WORK TO COMPLETE
Hand back all records exactly, pictures omitted.

---------- DATASET RECORDS

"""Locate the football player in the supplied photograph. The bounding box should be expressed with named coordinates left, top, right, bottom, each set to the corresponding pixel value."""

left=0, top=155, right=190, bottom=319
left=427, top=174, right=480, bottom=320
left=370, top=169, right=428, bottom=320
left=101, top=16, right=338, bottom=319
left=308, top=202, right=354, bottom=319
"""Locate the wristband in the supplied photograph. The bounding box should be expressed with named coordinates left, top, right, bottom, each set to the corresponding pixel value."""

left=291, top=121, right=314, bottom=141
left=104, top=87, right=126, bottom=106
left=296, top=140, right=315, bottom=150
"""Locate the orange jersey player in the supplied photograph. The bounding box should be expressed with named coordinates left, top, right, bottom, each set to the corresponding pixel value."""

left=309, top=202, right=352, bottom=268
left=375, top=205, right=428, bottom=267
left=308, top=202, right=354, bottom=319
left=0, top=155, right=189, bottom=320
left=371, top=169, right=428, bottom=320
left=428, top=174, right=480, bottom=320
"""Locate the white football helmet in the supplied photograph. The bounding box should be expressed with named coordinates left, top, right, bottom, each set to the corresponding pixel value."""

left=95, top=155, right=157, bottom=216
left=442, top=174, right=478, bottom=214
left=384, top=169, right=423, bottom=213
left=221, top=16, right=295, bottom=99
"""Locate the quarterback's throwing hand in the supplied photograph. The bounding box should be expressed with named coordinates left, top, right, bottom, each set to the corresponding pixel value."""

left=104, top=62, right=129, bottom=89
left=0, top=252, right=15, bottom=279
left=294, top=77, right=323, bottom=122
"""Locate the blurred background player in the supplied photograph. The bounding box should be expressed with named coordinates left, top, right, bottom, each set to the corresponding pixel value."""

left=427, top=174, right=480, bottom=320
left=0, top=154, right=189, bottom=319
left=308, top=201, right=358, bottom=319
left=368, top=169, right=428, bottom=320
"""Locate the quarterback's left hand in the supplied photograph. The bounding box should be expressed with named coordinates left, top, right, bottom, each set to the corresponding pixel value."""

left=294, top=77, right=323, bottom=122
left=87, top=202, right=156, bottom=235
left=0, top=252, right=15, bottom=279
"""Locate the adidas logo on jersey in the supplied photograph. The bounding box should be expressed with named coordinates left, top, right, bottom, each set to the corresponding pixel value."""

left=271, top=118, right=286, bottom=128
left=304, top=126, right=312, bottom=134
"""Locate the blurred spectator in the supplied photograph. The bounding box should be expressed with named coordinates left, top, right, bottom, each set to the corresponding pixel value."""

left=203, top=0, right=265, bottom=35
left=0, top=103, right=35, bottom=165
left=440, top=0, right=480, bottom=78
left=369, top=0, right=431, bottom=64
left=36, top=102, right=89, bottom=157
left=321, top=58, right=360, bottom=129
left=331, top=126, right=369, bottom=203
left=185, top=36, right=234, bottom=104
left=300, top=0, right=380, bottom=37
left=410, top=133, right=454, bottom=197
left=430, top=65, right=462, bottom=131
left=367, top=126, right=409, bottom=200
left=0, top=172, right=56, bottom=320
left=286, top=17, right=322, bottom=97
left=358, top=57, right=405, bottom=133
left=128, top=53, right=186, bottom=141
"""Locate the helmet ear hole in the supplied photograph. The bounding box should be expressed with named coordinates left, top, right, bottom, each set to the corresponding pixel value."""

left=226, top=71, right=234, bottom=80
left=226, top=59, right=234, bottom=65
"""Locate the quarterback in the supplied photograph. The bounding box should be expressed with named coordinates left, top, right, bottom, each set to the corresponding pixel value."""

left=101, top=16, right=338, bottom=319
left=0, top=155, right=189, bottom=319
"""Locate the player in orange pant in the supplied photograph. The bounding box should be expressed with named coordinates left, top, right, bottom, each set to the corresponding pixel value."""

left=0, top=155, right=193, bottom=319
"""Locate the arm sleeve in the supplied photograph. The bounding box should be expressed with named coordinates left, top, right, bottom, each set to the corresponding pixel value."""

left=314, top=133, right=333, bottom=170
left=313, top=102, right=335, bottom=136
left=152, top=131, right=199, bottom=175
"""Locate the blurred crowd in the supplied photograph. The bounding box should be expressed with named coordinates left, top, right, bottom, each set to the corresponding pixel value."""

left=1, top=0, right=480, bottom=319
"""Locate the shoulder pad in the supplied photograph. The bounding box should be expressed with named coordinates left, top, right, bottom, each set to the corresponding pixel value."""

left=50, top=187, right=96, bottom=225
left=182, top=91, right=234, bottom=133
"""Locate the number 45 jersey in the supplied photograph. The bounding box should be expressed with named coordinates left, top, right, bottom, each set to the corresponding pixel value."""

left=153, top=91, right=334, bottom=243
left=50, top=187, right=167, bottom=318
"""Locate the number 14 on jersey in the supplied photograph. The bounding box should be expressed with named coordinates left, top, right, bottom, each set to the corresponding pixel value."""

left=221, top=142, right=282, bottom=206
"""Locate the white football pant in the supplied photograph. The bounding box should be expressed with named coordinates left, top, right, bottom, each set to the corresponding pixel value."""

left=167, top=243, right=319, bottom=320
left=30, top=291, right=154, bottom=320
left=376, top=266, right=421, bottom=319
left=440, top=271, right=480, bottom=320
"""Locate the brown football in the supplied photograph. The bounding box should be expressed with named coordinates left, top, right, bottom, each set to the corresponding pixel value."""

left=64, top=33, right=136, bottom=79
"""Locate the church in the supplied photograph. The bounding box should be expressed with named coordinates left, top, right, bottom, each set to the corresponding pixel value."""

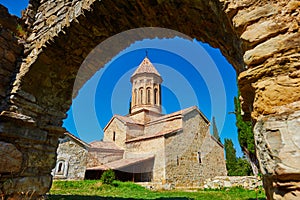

--------------------

WRITTEN ANSWER
"""Locate the football player in the supplied photograph. The bounding box should be expressed with named coordinates left, top, right, bottom, each set to the corresponding pixel value."""

left=0, top=155, right=190, bottom=319
left=427, top=174, right=480, bottom=320
left=370, top=169, right=428, bottom=320
left=101, top=16, right=338, bottom=319
left=308, top=202, right=354, bottom=319
"""Locate the wristband in the supplied photograph. The bounding box should be expressed with named coordinates left, top, right, bottom, each set to the corresponding pixel value."""

left=291, top=121, right=314, bottom=141
left=104, top=87, right=126, bottom=106
left=296, top=140, right=315, bottom=150
"""Locate the orange jersey player in the supplied photograph. The bounding box should be expressed with named coordinates left, top, right, bottom, each set to the corresponding pixel value."""

left=309, top=202, right=352, bottom=268
left=375, top=205, right=428, bottom=267
left=308, top=202, right=354, bottom=319
left=0, top=155, right=189, bottom=320
left=371, top=169, right=428, bottom=320
left=428, top=174, right=480, bottom=320
"""Locate the white football helmet in the supplied photograph. The bounding box should be expressed with named coordinates left, top, right, bottom, each set to the corresponding pixel value."""

left=95, top=155, right=157, bottom=216
left=442, top=174, right=478, bottom=214
left=384, top=169, right=423, bottom=213
left=221, top=16, right=295, bottom=99
"""Locate the quarterback's throwing hand in the supplied photograph. The bounding box should be expressed with named coordinates left, top, right, bottom, each set to the corresponding pixel value."""

left=104, top=62, right=129, bottom=89
left=0, top=252, right=15, bottom=279
left=294, top=77, right=323, bottom=122
"""Locate the blurred background player in the supplied photograph. The bounding box should be expressed with named coordinates left, top, right, bottom, each set to the corresponding pixel value."""

left=427, top=174, right=480, bottom=320
left=0, top=154, right=189, bottom=319
left=308, top=201, right=358, bottom=319
left=368, top=169, right=428, bottom=320
"""Locate the quarterback's left hand in the supplied photograph. The bounding box should be expressed with named coordinates left, top, right, bottom, each set to the corresponding pixel value."""

left=294, top=77, right=323, bottom=122
left=87, top=202, right=156, bottom=235
left=0, top=252, right=15, bottom=279
"""Locate the adidas logo on jersey in the supplied photograph. The bounding box should be expressed with named coordinates left, top, right, bottom, each set to the corresponding pixel value."""

left=271, top=118, right=286, bottom=128
left=304, top=126, right=312, bottom=134
"""Locate the blurred spectator in the supplied photograph. The bounding box should be expressed with named coordinates left, top, right, bottom, each set to the corresponding pixel value."""

left=203, top=0, right=265, bottom=35
left=0, top=103, right=35, bottom=165
left=440, top=0, right=480, bottom=78
left=369, top=0, right=431, bottom=64
left=36, top=102, right=89, bottom=157
left=321, top=58, right=360, bottom=129
left=331, top=126, right=369, bottom=203
left=185, top=36, right=234, bottom=104
left=300, top=0, right=380, bottom=37
left=410, top=133, right=454, bottom=197
left=430, top=65, right=462, bottom=131
left=367, top=126, right=409, bottom=200
left=0, top=172, right=56, bottom=320
left=286, top=17, right=322, bottom=97
left=358, top=57, right=405, bottom=133
left=128, top=53, right=186, bottom=141
"""Locate the helmet ear hole in the supplied photograph. The bounding box should be expressed with named coordinates left, top, right, bottom, each set to the corresponding pixel value."""

left=226, top=71, right=234, bottom=80
left=226, top=59, right=234, bottom=65
"""Locate the quarterback in the supplied photograph. The bounding box should be expressed with named coordinates left, top, right, bottom, each set to the corresponding pixel value."""

left=101, top=16, right=338, bottom=319
left=0, top=155, right=189, bottom=319
"""Locate the player in orange pant in the supplied photograph. The bounding box should be expressed with named coordinates left, top, right, bottom, each set to the corresponding pixel value."""

left=0, top=155, right=193, bottom=319
"""Locate the arm sleeve in the supplied photograph. The bounding box should be expressed with named coordinates left, top, right, bottom, each set to the corresponding pixel value."""

left=314, top=133, right=333, bottom=170
left=313, top=102, right=335, bottom=136
left=152, top=131, right=199, bottom=175
"""Locate the blurred crowd in the supplied photograph. The bounding box should be expressed with named coordinates left, top, right, bottom, each set to the corresponding pixel value."""

left=1, top=0, right=480, bottom=319
"""Locate the shoulder pad in the supplied photograph. The bounding box should be expressed with named coordinates left, top, right, bottom, each set to the corresponding pixel value."""

left=50, top=187, right=96, bottom=225
left=182, top=91, right=234, bottom=133
"""Locate the number 45 jersey in the supplied photograph. The bounding box should be expressed with named coordinates left, top, right, bottom, each set to the corresponding pixel value."""

left=153, top=91, right=334, bottom=243
left=50, top=187, right=167, bottom=318
"""Locate the number 14 on jersey in the supplied photograph. The bounding box should be expressed with named coordinates left, top, right, bottom, each set to the corresponding pixel value."""

left=221, top=142, right=282, bottom=206
"""Locate the white football pant in the supplied photograph. The bounding box should be expressed with named coordinates left, top, right, bottom, each set to the corresponding pixel value."""

left=167, top=243, right=319, bottom=320
left=30, top=291, right=154, bottom=320
left=376, top=266, right=421, bottom=319
left=440, top=271, right=480, bottom=320
"""Locate the brown football in the supplied photograph. The bounding box should be expressed with named coordinates left, top, right, bottom, each set to the corresponding pixel value."""

left=64, top=33, right=136, bottom=79
"""Locate the church in the supplied photograph. The bounding box should be expressed with named coordinates left, top, right, bottom, each set to the corresponding pixel value."""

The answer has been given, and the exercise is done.